Each record here should be printed again exactly; please leave its pictures out.
─── Material for the task
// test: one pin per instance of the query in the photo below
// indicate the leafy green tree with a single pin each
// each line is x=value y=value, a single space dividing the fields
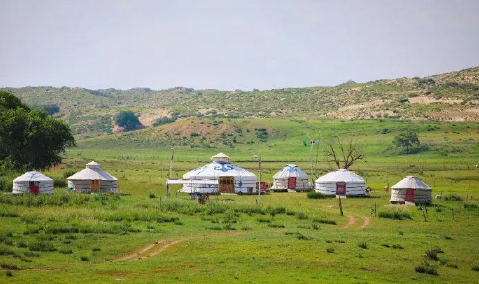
x=30 y=139
x=406 y=140
x=128 y=120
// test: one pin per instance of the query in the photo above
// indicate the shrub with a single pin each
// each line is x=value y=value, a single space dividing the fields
x=470 y=206
x=395 y=215
x=452 y=197
x=9 y=266
x=324 y=221
x=276 y=225
x=363 y=245
x=315 y=195
x=41 y=246
x=302 y=216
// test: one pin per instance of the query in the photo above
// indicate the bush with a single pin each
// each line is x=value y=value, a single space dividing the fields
x=324 y=221
x=315 y=195
x=302 y=216
x=395 y=215
x=470 y=206
x=363 y=245
x=452 y=197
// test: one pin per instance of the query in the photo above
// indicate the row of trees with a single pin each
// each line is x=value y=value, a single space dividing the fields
x=30 y=139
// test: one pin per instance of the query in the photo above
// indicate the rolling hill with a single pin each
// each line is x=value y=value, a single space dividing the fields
x=446 y=97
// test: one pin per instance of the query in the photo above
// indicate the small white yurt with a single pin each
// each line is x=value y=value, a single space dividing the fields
x=219 y=176
x=92 y=179
x=290 y=177
x=32 y=182
x=341 y=182
x=411 y=189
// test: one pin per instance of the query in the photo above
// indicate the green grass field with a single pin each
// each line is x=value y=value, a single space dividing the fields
x=71 y=238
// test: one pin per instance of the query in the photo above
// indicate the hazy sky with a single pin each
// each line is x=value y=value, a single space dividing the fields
x=229 y=44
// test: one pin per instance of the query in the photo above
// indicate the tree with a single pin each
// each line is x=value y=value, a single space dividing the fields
x=30 y=139
x=343 y=156
x=406 y=140
x=128 y=120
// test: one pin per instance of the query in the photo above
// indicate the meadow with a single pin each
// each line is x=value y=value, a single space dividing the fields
x=143 y=236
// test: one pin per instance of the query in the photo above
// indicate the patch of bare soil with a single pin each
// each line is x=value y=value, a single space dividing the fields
x=366 y=222
x=351 y=221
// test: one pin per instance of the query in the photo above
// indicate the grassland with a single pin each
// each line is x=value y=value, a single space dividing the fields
x=287 y=238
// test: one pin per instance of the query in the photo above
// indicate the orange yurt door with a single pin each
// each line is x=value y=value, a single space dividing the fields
x=34 y=187
x=95 y=185
x=292 y=182
x=340 y=188
x=410 y=195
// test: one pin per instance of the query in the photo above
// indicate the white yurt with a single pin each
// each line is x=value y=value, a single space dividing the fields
x=92 y=179
x=290 y=177
x=341 y=182
x=32 y=182
x=219 y=176
x=411 y=189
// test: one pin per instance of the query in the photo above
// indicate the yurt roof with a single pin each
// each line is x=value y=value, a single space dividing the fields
x=218 y=169
x=291 y=170
x=92 y=172
x=221 y=157
x=341 y=175
x=32 y=176
x=411 y=182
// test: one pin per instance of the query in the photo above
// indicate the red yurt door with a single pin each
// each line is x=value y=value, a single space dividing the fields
x=34 y=187
x=410 y=195
x=340 y=188
x=292 y=183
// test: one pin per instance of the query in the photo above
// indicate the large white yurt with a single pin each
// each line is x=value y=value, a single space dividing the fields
x=92 y=179
x=411 y=189
x=219 y=176
x=290 y=177
x=341 y=182
x=32 y=182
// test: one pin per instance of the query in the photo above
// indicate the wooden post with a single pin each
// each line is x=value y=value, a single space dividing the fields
x=340 y=206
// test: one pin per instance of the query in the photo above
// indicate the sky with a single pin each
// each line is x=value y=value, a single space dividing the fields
x=232 y=44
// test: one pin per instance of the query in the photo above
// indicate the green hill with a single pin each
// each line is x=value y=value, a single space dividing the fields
x=446 y=97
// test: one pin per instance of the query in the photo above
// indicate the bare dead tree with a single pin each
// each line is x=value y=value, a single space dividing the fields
x=344 y=156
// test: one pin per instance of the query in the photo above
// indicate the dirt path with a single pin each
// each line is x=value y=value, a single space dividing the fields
x=158 y=247
x=351 y=221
──────
**Task answer:**
// test: one pin per instance of the query in the photo below
// indicate the leafy green tree with a single pin each
// each line is x=value y=value, a single space dividing the fields
x=30 y=139
x=406 y=140
x=128 y=120
// test: one pin per instance of the query in the photo above
// indicate the shrub with a single pin each
// each line is x=value y=value, a single space dividing the fields
x=470 y=206
x=395 y=215
x=452 y=197
x=9 y=266
x=324 y=221
x=276 y=225
x=363 y=245
x=315 y=195
x=41 y=246
x=302 y=216
// test: one pin per instance of the query in the photo above
// indicate the bush with a single pin each
// each line is x=value y=value, a single space dividing the fields
x=324 y=221
x=315 y=195
x=302 y=216
x=395 y=215
x=470 y=206
x=363 y=245
x=452 y=197
// test: one pin per instance of the query in the photo above
// indicate the row of trees with a single pin each
// each line is x=value y=value, a single space dividing the fields
x=30 y=139
// test: one pin per instance of the query in the photo above
// indicate the rolling hill with a single pin each
// each line is x=value y=value, a single space dividing the fields
x=446 y=97
// test: one pin per instance of the query in the photo above
// indicate the small white yurt with a single pin each
// each line is x=value y=value, a single space dividing the fields
x=219 y=176
x=92 y=179
x=290 y=177
x=32 y=182
x=341 y=182
x=411 y=189
// test: one pin per instance of the query in the photo above
// indicate the green grass field with a single pin each
// each line is x=value y=value, a single space dividing the fields
x=71 y=238
// test: one pin per instance of the query in the photo above
// indicate the hazy sky with a single pin each
// each line is x=value y=value, a single space dividing the fields
x=229 y=44
// test: one pin per instance of the query in the photo above
// indicate the tree with a single pin each
// each line is x=value y=value, a single space dividing the fields
x=30 y=139
x=343 y=156
x=406 y=140
x=128 y=120
// test: one pin per instance of the query in the photo above
// indicate the meadow with a single pin each
// each line is x=value y=value, a single space dividing the fields
x=143 y=236
// test: one pin per instance of the query in the photo above
// indicate the patch of bare soil with a single pin each
// each line is x=value y=value, a single space dividing the fields
x=366 y=222
x=351 y=221
// test: one pin per instance of the query in the photo above
// indicate the grassland with a single pin each
// each line is x=value y=value, a single space dividing the fields
x=287 y=238
// test: one pin per instance of the query in the photo above
// indicate the orange yurt door with a single pin each
// each line is x=value y=value, a single space dividing the fields
x=34 y=187
x=95 y=185
x=292 y=182
x=340 y=188
x=410 y=195
// test: one pin per instance of the query in the photo above
// indicate the white yurt with a single pin each
// each line is x=value y=value, a single space dividing the fields
x=92 y=179
x=290 y=177
x=341 y=182
x=32 y=182
x=219 y=176
x=411 y=189
// test: one pin per instance of the query in the photo above
// indicate the yurt roof with a single pin each
// each line is x=value y=value, a single space dividing the fields
x=218 y=169
x=291 y=170
x=92 y=172
x=221 y=157
x=341 y=175
x=32 y=176
x=411 y=182
// test: one pin per instance of the query in the photo above
// indicate the red yurt door with a single pin each
// each line is x=value y=value, a single space dividing the fields
x=34 y=187
x=410 y=195
x=340 y=188
x=292 y=183
// test: one pin per instance of the query in the photo above
// indicate the large white yurt with a single pin each
// each line is x=value y=value, a single space dividing the fields
x=92 y=179
x=411 y=189
x=219 y=176
x=290 y=177
x=341 y=182
x=32 y=182
// test: one pin per instance of the query in the photo above
// indicate the wooden post with a single pin each
// each line is x=value y=value, a single space dividing the fields
x=340 y=206
// test: one pin per instance of the query in the photo above
// indicate the sky with a single pin each
// each line is x=value y=value, a single space dividing the fields
x=232 y=44
// test: one pin per instance of the query in the photo above
// indicate the green hill with a single pin each
// each line is x=value y=value, a single space dividing the fields
x=446 y=97
// test: one pin per instance of the query in the photo above
// indicate the bare dead tree with a single pin each
// each line is x=value y=value, a single space dividing the fields
x=344 y=156
// test: one pin per instance of the query in the photo above
// indicate the dirt path with a single pin each
// each line is x=value y=value, a single space dividing the fields
x=158 y=247
x=351 y=221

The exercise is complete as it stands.